Begin
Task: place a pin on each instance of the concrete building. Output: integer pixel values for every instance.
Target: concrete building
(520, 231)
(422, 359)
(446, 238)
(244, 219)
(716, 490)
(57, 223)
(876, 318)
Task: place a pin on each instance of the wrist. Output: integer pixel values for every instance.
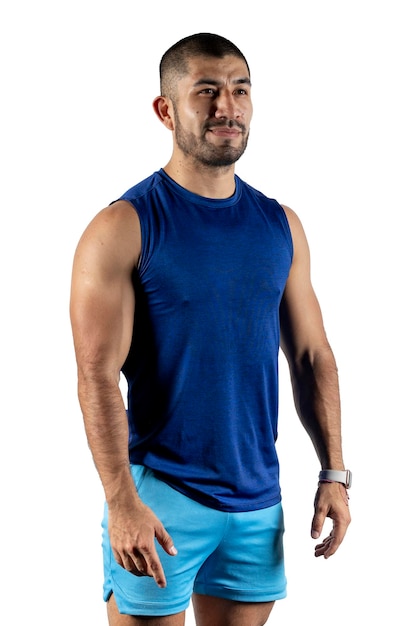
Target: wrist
(336, 476)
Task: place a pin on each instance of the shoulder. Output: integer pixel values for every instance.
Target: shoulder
(296, 228)
(113, 235)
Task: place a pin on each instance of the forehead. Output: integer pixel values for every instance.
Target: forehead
(227, 69)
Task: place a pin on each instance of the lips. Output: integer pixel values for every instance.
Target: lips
(225, 132)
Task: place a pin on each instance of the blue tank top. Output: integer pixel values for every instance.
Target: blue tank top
(202, 371)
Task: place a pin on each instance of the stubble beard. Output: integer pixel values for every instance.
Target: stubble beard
(203, 152)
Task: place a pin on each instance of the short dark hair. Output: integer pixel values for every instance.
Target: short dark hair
(174, 62)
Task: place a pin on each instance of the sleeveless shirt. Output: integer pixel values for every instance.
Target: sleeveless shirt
(202, 370)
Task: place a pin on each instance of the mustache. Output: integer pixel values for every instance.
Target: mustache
(225, 123)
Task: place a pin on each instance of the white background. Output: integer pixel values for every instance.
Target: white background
(335, 137)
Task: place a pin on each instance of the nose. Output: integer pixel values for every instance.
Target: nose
(226, 106)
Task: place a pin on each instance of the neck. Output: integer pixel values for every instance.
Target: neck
(203, 180)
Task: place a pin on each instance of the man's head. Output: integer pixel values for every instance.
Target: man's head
(206, 99)
(175, 62)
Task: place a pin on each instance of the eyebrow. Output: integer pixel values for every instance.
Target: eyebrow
(216, 83)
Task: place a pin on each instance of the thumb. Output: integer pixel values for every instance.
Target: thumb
(165, 541)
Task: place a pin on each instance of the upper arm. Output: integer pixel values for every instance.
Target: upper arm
(302, 330)
(102, 296)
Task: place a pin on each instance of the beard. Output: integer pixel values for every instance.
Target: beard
(204, 152)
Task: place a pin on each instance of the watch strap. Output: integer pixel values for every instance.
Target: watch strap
(336, 476)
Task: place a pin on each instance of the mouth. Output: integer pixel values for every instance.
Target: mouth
(224, 131)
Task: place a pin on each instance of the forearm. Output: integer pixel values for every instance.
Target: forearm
(317, 401)
(107, 433)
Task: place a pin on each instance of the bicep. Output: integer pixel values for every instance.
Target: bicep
(102, 296)
(301, 323)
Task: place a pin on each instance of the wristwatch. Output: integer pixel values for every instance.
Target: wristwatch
(336, 476)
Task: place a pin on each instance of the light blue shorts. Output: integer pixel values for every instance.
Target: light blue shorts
End
What is expected:
Convert all of the records above into a Markdown table with the columns Row and Line, giving each line its own numbered row and skipping blank lines. Leave the pictures out of the table.

Task response:
| Row | Line |
|---|---|
| 1 | Task: place a pin on each instance of the concrete building. Output: integer pixel values for every instance. |
| 2 | Target: concrete building |
| 3 | (520, 231) |
| 4 | (422, 359) |
| 5 | (446, 238) |
| 6 | (244, 219) |
| 7 | (716, 490) |
| 8 | (57, 223) |
| 9 | (876, 318) |
| 10 | Task: place a pin on each instance of the wrist. Output: integer pixel values for every instance. |
| 11 | Target: wrist |
| 12 | (336, 476) |
| 13 | Task: place a pin on each instance of the shoulder. Output: integer pixel values for every instance. |
| 14 | Target: shoulder |
| 15 | (296, 228) |
| 16 | (113, 235) |
| 17 | Task: place a pin on each instance of the forehead. Output: integer pixel values for every instance. |
| 18 | Target: forehead |
| 19 | (227, 69) |
| 20 | Task: place a pin on each instance of the lips. Output: integer pixel values for every instance. |
| 21 | Target: lips |
| 22 | (225, 132) |
| 23 | Task: place a pin on each instance of the blue tank top. Output: integer pixel values for every instance. |
| 24 | Target: blue tank top |
| 25 | (202, 371) |
| 26 | Task: place a pin on each instance of the stubble beard. Output: integer pixel values for every instance. |
| 27 | Target: stubble beard |
| 28 | (203, 152) |
| 29 | Task: place a pin on each instance of the short dark hair. Output: integer pixel values for every instance. |
| 30 | Target: short dark hair |
| 31 | (174, 62) |
| 32 | Task: place a pin on each instance of the sleeveless shirt. Output: integer pixel values for every instance. |
| 33 | Target: sleeveless shirt |
| 34 | (202, 370) |
| 35 | Task: place a pin on each instance of the mustache. Output: integer pixel values for every instance. |
| 36 | Target: mustache |
| 37 | (225, 123) |
| 38 | Task: place a pin on each instance of the white background. Output: integer pixel values for every instance. |
| 39 | Target: white background |
| 40 | (335, 137) |
| 41 | Task: place a pin on each instance of the nose. Output: integer pixel values for every instance. |
| 42 | Target: nose |
| 43 | (226, 106) |
| 44 | Task: place a pin on each instance of the neck. Output: integer pixel values for every instance. |
| 45 | Target: neck |
| 46 | (203, 180) |
| 47 | Task: place a pin on each instance of the man's head. Output: integer pixel values for every instance. |
| 48 | Target: man's head |
| 49 | (206, 99) |
| 50 | (175, 62) |
| 51 | Task: place a pin on each instance of the eyebrow. Output: integer pixel values for every instance. |
| 52 | Target: eyebrow |
| 53 | (216, 83) |
| 54 | Task: place a pin on each instance of the thumb. Output: integer pixel values for every instance. |
| 55 | Target: thumb |
| 56 | (165, 541) |
| 57 | Task: place a pin on each instance of the upper arm. Output: integer pixel values for every instance. |
| 58 | Target: upper arm |
| 59 | (302, 330) |
| 60 | (102, 296) |
| 61 | Task: place a pin on each instance of the beard. Output: integer pixel values for every instance. |
| 62 | Target: beard |
| 63 | (204, 152) |
| 64 | Task: place a pin on each instance of the watch strap. Output: integer pixel values for every instance. |
| 65 | Target: watch strap |
| 66 | (336, 476) |
| 67 | Task: place a pin on each instance of the mouth. Output: integer pixel values for every instance. |
| 68 | Target: mouth |
| 69 | (224, 131) |
| 70 | Task: place a pin on each instance of the forearm. Output: integer pixel values for every instance. |
| 71 | Target: forearm |
| 72 | (317, 401) |
| 73 | (107, 433) |
| 74 | Task: place a pin on each instance of the bicep. Output: integer pixel values for every instance. |
| 75 | Target: bicep |
| 76 | (102, 296) |
| 77 | (301, 323) |
| 78 | Task: place a pin on each instance of the wristwatch. Output: integer pixel values for every instance. |
| 79 | Target: wristwatch |
| 80 | (336, 476) |
| 81 | Task: place a pin on each instance of the light blue shorts. Output: integer pixel values for every instance. |
| 82 | Target: light blue shorts |